**Stated goal:** Update the data below by changing every "query" to "prompt", leaving everything else as it is.

######

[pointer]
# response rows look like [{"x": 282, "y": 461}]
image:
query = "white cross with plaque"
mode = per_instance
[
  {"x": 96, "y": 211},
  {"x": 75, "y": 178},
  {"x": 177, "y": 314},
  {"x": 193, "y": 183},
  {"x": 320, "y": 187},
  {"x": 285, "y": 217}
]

######

**Result for this task:**
[pointer]
# response rows look like [{"x": 282, "y": 461}]
image:
prompt = "white cross with plaque"
mode = per_instance
[
  {"x": 96, "y": 211},
  {"x": 75, "y": 178},
  {"x": 177, "y": 314},
  {"x": 193, "y": 183},
  {"x": 320, "y": 187},
  {"x": 285, "y": 217}
]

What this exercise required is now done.